§ **Given entries**
● ● ● ● ●

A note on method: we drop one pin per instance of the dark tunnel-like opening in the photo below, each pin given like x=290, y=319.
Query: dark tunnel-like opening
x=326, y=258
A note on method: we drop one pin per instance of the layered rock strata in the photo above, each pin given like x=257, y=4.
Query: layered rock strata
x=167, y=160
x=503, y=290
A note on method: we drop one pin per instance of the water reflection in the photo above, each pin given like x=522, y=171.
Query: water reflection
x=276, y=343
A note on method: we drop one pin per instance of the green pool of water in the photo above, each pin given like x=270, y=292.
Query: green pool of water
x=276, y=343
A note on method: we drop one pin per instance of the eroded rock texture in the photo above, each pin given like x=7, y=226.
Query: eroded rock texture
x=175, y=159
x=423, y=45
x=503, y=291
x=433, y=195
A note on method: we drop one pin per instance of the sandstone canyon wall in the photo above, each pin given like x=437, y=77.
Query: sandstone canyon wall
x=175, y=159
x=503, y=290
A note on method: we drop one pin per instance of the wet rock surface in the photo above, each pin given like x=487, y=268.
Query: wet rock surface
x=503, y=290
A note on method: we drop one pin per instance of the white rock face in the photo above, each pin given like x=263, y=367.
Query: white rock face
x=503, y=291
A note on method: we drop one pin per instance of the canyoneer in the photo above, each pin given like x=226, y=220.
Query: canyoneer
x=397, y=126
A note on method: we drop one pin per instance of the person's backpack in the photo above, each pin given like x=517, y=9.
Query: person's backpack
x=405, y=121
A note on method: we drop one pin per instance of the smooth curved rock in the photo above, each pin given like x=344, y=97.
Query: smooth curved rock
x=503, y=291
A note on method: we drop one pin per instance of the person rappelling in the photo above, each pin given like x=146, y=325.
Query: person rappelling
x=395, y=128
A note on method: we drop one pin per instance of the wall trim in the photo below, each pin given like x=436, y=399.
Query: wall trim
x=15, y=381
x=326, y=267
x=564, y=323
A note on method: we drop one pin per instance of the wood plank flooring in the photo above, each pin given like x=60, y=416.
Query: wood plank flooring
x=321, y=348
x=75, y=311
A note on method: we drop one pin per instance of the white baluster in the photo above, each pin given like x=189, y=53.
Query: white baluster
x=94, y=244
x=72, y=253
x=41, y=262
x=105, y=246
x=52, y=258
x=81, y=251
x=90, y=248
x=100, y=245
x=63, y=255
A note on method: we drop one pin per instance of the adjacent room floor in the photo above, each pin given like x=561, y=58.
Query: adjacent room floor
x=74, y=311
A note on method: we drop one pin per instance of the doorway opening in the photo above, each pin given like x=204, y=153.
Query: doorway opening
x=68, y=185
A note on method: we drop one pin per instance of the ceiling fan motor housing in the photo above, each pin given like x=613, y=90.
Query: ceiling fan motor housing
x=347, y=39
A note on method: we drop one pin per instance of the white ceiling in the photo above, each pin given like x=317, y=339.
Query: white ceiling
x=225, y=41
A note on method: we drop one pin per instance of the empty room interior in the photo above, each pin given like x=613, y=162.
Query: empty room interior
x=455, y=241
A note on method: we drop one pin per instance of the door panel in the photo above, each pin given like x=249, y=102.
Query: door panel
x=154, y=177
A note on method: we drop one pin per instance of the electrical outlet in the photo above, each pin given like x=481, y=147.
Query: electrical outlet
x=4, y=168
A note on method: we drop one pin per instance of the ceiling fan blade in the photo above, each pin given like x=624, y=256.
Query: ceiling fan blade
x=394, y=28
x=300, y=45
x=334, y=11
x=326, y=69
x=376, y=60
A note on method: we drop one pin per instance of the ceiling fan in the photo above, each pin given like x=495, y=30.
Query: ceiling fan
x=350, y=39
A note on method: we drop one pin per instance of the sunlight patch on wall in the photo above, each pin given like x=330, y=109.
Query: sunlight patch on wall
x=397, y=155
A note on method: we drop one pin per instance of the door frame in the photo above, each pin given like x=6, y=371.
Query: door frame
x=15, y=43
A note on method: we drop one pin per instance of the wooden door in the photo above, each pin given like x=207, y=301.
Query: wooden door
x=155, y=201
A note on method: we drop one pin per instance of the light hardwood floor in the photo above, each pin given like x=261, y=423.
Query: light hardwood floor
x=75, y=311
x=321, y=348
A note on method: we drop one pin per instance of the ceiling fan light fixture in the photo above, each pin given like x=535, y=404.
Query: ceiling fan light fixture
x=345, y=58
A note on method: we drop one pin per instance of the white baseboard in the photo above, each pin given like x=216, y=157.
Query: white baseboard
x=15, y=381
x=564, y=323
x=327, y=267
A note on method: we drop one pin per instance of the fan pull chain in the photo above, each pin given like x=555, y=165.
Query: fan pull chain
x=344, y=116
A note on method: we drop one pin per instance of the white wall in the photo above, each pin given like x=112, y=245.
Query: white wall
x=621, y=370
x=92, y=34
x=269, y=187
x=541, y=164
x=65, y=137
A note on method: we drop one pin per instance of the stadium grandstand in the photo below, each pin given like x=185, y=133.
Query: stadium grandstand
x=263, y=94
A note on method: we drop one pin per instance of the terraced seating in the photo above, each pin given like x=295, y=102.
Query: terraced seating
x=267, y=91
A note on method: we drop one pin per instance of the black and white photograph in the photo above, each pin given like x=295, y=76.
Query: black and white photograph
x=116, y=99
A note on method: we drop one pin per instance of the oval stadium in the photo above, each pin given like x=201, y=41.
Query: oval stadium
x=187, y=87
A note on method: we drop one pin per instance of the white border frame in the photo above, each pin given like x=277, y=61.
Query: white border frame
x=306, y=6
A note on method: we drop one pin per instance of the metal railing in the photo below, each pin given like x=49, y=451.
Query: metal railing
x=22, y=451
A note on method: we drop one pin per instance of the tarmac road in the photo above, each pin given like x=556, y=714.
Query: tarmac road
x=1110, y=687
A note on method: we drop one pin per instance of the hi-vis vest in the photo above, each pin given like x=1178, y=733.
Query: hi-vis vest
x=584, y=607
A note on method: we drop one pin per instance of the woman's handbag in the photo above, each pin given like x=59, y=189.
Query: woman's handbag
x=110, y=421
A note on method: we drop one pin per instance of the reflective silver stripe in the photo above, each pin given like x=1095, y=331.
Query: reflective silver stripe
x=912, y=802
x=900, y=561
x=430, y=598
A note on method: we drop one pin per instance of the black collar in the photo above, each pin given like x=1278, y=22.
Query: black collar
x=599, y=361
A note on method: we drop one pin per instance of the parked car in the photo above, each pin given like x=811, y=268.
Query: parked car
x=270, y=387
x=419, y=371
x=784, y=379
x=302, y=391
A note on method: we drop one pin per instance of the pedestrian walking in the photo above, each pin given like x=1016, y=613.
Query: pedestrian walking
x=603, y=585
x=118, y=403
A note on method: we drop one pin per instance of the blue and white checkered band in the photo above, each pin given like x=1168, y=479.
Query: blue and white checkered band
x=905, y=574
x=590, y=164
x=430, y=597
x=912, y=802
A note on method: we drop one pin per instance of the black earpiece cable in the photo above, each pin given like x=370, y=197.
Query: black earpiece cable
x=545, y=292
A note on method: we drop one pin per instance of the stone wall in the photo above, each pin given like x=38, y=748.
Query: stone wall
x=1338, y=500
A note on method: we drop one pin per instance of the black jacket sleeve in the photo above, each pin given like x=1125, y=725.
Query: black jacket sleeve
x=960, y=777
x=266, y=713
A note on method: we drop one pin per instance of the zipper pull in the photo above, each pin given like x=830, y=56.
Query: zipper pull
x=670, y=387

● ● ● ● ●

§ **Set problem**
Can you reproduce all of the rows above verbatim, line for line, with nothing changed?

§ **Answer for this exercise**
A note on method: we drop one pin per instance of the dark tunnel-like opening in the photo below, each pin given like x=290, y=319.
Query: dark tunnel-like opening
x=326, y=258
A note on method: we drop one pin per instance of the layered rock strata in the photo above, each pin given like x=257, y=4.
Query: layered rock strata
x=167, y=160
x=503, y=290
A note on method: we drop one pin per instance of the water reflection in the photo above, each pin given like x=522, y=171.
Query: water reflection
x=276, y=343
A note on method: we drop one pin per instance of the green pool of water in the photo above, each pin given like x=270, y=292.
Query: green pool of water
x=276, y=343
A note on method: we drop one pin per instance of the eroded rock texture in the photo above, each pin given like x=7, y=226.
Query: eroded rock texture
x=175, y=159
x=423, y=45
x=503, y=291
x=433, y=195
A note on method: we drop one pin per instance of the sandstone canyon wall in the photo above, each pin given like x=437, y=77.
Query: sandstone canyon wall
x=175, y=159
x=503, y=290
A note on method: we drop one pin per instance of the wet rock surface in the photo above, each pin given like x=487, y=268.
Query: wet rock surface
x=503, y=290
A note on method: we drop one pin per instance of the white rock face in the photo above, each pin given like x=263, y=367.
Query: white rock face
x=503, y=291
A note on method: we drop one pin per instance of the canyoneer in the photo above, each pin given like x=226, y=220.
Query: canyoneer
x=397, y=126
A note on method: we drop one pin per instance of the person's backpack in the photo above, each pin given like x=517, y=9.
Query: person's backpack
x=405, y=121
A note on method: we drop one pin per instance of the smooth curved rock in the photo above, each pin given like x=344, y=97.
Query: smooth curved rock
x=503, y=291
A note on method: we drop one pin per instance of the person rappelling in the photo above, each pin given like x=146, y=325.
Query: person rappelling
x=395, y=128
A note on method: we drop one pin per instance of the wall trim in the photo below, each pin given like x=436, y=399.
Query: wall trim
x=15, y=381
x=326, y=267
x=564, y=323
A note on method: we drop one pin per instance of the wood plank flooring in the photo above, each pin given like x=60, y=416.
Query: wood plank flooring
x=321, y=348
x=75, y=311
A note on method: we drop one pin per instance of the white baluster in the photo above, each pin given like x=189, y=53.
Query: white baluster
x=94, y=244
x=72, y=253
x=41, y=262
x=105, y=246
x=52, y=258
x=81, y=251
x=90, y=248
x=100, y=245
x=63, y=255
A note on method: we drop one pin per instance of the adjacent room floor in the photo above, each pin given like x=561, y=58.
Query: adjacent room floor
x=74, y=311
A note on method: we drop one pin per instance of the doorway opening in the photo above, each pin given like x=204, y=153.
Query: doorway opening
x=68, y=185
A note on method: we drop one pin per instance of the ceiling fan motor housing in the photo above, each pin given like x=613, y=90.
Query: ceiling fan motor housing
x=347, y=39
A note on method: we drop one pin per instance of the white ceiling in the photo above, each pin given like x=317, y=339.
Query: white ceiling
x=225, y=41
A note on method: we drop one pin per instance of the empty room interior in the photo above, each pin given like x=613, y=162.
Query: empty room interior
x=455, y=241
A note on method: we drop one pin per instance of the door panel in the photo above, each pin given like x=249, y=102.
Query: door panel
x=154, y=177
A note on method: we drop one pin per instance of the electrical outlet in the photo above, each pin given like x=481, y=147.
Query: electrical outlet
x=4, y=168
A note on method: we drop one pin per instance of the ceiling fan blade in the photo above, each pin given like x=624, y=256.
Query: ceiling fan blade
x=394, y=28
x=300, y=45
x=334, y=11
x=326, y=69
x=376, y=60
A note on method: we drop one pin per instance of the ceiling fan in the photo above, each pin given like x=495, y=30.
Query: ceiling fan
x=350, y=39
A note on method: we drop one pin per instance of the sunlight patch on wall in the photo above, each pin given like x=330, y=109.
Query: sunlight patch on wall
x=397, y=155
A note on method: we drop one pin per instance of the door frame in the photo above, each pin given like x=6, y=371.
Query: door frame
x=15, y=43
A note on method: we drop one pin per instance of the wooden door in the photo above, each pin given like x=207, y=301.
Query: wooden door
x=155, y=201
A note on method: we drop one pin per instance of the light hardwood floor in the photo above, each pin given like x=261, y=423.
Query: light hardwood floor
x=75, y=311
x=321, y=348
A note on method: we drop one pin per instance of the ceiling fan light fixture in the photo above, each pin given like x=535, y=404.
Query: ceiling fan light fixture
x=345, y=58
A note on method: we drop one pin per instance of the white baseboard in the photo above, each pin given like x=216, y=157.
Query: white baseboard
x=15, y=381
x=564, y=323
x=327, y=267
A note on method: we drop one pin per instance of the fan pull chain in the photo above, each pin given like x=555, y=165.
Query: fan pull chain
x=344, y=116
A note on method: we drop one pin per instance of the white wall in the photo above, each pin given like x=112, y=245.
Query: white wall
x=621, y=370
x=92, y=34
x=269, y=187
x=541, y=164
x=65, y=137
A note on method: we drop one pin per instance of the stadium grandstand in the photo below, each pin given like x=185, y=133.
Query: stadium grandstand
x=263, y=94
A note on method: we drop one pin per instance of the terraced seating in the photo above, each pin given like x=295, y=102.
Query: terraced seating
x=267, y=91
A note on method: we drop one pin per instance of the black and white photograph in the photo above, each pin given like x=295, y=76.
Query: black and white photograph
x=116, y=99
A note on method: we drop one pin per instance of the oval stadium in the photo above, each pin given like x=201, y=41.
Query: oval stadium
x=187, y=87
A note on method: we drop one pin per instance of the white border frame in the photo above, each pin given like x=277, y=61.
Query: white border frame
x=306, y=6
A note on method: we drop one pin per instance of the metal railing in the photo below, each pin given like x=49, y=451.
Query: metal railing
x=22, y=451
A note on method: we drop one pin per instance of the tarmac road in the photo above, each pin given like x=556, y=714.
Query: tarmac road
x=1110, y=687
A note on method: we drop one pin per instance of the hi-vis vest in the photo above, each pin given like x=1178, y=733.
Query: hi-vis vest
x=584, y=607
A note on method: we drop one pin per instance of the woman's handbag in the photo above, each pin given like x=59, y=189.
Query: woman's handbag
x=110, y=421
A note on method: we drop one pin per instance of the reflective silver stripe in the photo above, each pin given like x=1095, y=331.
Query: reflective silver stripe
x=912, y=802
x=900, y=561
x=430, y=598
A note on method: we drop one pin per instance of the black collar in the photo above, each pin given like x=1278, y=22.
Query: black collar
x=599, y=361
A note on method: we drop one pin per instance of the parked car in the photo above, each pin given like x=811, y=268.
Query: parked car
x=270, y=387
x=419, y=371
x=784, y=379
x=302, y=391
A note on method: we drop one pin per instance of the pedestrian walking in the photo above, each pin given like x=1016, y=613.
Query: pedestrian walking
x=603, y=585
x=118, y=403
A note on method: we drop one pin per instance of the blue and white checkered band in the photo above, each pin given like x=1168, y=479.
Query: blue and white checkered band
x=905, y=574
x=590, y=164
x=430, y=597
x=912, y=802
A note on method: we drop one pin per instance of the black earpiece cable in the photo above, each pin given like x=370, y=197.
Query: black earpiece cable
x=545, y=292
A note on method: we drop one pin per instance of the stone wall in the photo above, each pin given like x=38, y=748.
Query: stone wall
x=1338, y=500
A note on method: we drop one pin per instance of the black jacket sleeve in the photo above, each pin given like x=1125, y=725.
Query: black jacket sleeve
x=960, y=777
x=266, y=713
A note on method: we drop one pin per instance of the zipper pull in the photo above, each pin given like x=830, y=56.
Query: zipper pull
x=670, y=387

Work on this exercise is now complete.